§ **Textausschnitt**:
Liebe Gemeinde, fünfundzwanzig Jahre später möchte ich zugeben, dass ich den Charme des Heidelberger in diesem Jubiläumsjahr besser schätzen gelernt habe.
Es waren Fragen wie die Frage 5, die mir den Zugang zum Heidelberger schwer gemacht haben: „Kannst du das alles (gemeint war das Doppelgebot der Liebe) vollkommen halten? Nein, denn ich bin von Natur aus geneigt, Gott und meinen Nächsten zu hassen.“
Das stimmt doch nicht, habe ich innerlich protestiert, weder ich noch andere spüren Gott und ihren Nächsten gegenüber ausschließlich Hass . Wer so pessimistisch vom Menschen denkt, der macht sie klein und kann bewirken, dass sie weder im Glauben noch im Tun des Guten wachsen.
In diesem Jahr habe ich etwa von Georg Plasger gelernt, dass der Heidelberger Katechismus nicht beschreiben will, wie sich Menschen im Allgemeinen verhalten oder wie sie für Außenstehende nachvollziehbar zu deuten sind. Der Heidelberger Katechismus macht keine anthropologische Aussagen, sondern soteriologische: Wer eine Beziehung zu Gott gefunden hat, bei dem kann die Einsicht wachsen, wie begrenzt wir Menschen Gottes umfassender Liebe entsprechen, wie wir anderen gewollt oder ungewollt schaden und wie wir auf Kosten von Mitwelt, Umwelt und Nachwelt leben.

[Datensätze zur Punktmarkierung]
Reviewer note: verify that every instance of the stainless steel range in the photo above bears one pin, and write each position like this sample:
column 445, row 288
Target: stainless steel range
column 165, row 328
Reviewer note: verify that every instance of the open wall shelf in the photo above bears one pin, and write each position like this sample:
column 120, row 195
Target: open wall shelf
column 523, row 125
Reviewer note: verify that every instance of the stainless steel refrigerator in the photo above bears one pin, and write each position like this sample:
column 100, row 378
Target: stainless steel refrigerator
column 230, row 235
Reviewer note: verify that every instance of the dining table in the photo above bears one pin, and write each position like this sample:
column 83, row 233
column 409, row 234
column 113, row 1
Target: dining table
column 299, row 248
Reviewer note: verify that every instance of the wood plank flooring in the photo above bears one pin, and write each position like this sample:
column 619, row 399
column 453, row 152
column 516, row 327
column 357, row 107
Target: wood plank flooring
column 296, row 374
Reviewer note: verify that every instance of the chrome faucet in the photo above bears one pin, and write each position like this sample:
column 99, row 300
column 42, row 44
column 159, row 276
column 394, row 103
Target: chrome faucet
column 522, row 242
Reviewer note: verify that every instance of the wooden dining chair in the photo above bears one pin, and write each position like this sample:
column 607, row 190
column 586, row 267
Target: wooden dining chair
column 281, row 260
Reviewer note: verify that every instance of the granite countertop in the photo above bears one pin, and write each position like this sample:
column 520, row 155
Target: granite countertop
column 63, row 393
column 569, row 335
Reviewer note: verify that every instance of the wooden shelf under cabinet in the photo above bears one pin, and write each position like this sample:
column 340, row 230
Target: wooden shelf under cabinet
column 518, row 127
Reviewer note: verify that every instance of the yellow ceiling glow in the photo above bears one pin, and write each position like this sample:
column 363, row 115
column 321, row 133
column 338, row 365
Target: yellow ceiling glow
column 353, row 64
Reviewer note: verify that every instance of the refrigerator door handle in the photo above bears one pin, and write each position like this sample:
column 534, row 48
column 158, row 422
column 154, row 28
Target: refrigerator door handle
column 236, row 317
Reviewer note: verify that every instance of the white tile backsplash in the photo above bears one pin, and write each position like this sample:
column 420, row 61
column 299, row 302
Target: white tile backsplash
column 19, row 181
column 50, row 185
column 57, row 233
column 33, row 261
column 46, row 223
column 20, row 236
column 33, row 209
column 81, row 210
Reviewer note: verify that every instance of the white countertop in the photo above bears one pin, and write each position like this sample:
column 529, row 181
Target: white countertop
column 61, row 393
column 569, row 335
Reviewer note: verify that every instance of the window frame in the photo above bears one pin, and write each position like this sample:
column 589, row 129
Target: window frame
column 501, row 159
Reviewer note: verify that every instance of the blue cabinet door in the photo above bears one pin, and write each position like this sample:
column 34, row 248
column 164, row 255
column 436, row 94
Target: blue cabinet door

§ **Aufgaben**:
#1 Beantworten Sie anhand des Textausschnitts zum Heidelberger Katechismus folgende Fragen:
(a) Welche Frage des Heidelbergers wird als Beispiel für den erschwerten Zugang genannt?
(b) Von wem hat der Sprecher in diesem Jahr etwas über den Heidelberger Katechismus gelernt?
(c) Welche Art von Aussagen macht der Heidelberger Katechismus statt anthropologischer?
#2 Kopieren Sie aus dem Textausschnitt zum Heidelberger Katechismus wortgetreu alles von „Liebe Gemeinde, fünfundzwanzig“ bis hinunter zu „schätzen gelernt habe.“.
#3 Führen Sie den Textausschnitt zum Heidelberger Katechismus im Anschluss an seinen letzten Satz fort.

§ **Erwartete Antworten**:
#1
(a) Frage 5
(b) Von Georg Plasger
(c) Soteriologische Aussagen

#2
Liebe Gemeinde, fünfundzwanzig Jahre später möchte ich zugeben, dass ich den Charme des Heidelberger in diesem Jubiläumsjahr besser schätzen gelernt habe.

#3
Der Heidelberger Katechismus macht keine empirischen Aussagen über Menschen Er sagt uns aus der Perspektive des Glaubens: Ohne Gott verstricken wir uns in Selbstüberhöhung und Selbstabwertung und leben im „Elend“, in einer Situation der Entfremdung. Aber Jesus hat Menschen dazu befreit, dass sie „Lust und Liebe (haben), nach dem Willen Gottes in allen guten Werken zu leben“. (Frage 90)
Martin Luther benutzt die 10 Gebote am Anfang seines Kleinen und Großen Katechismus, um zu zeigen, dass kein Mensch diese Gebote halten kann und jeder auf Gott angewiesen ist.
Der Heidelberger Katechismus stimmt Luther in vielem zu, aber er behandelt die 10 Gebote erst gegen Ende, in seinem dritten Teil „Von der Dankbarkeit“. Er sagt wie Luther, das „auch die frömmsten Menschen... über einen geringen Anfang ... nicht hinauskommen“ (Frage 114), dass niemand von sich aus die Gebote vollkommen halten kann. Aber der Heidelberger Katechismus rechnet fest damit, dass Christen „je länger, je mehr zum Ebenbild Gottes erneuert werden“ (Frage 115). Die Gebote Gottes dienen ihm als Richtungsangabe, wie der Geist Gottes dem Menschen Orientierung gibt und wozu er sie erneuert.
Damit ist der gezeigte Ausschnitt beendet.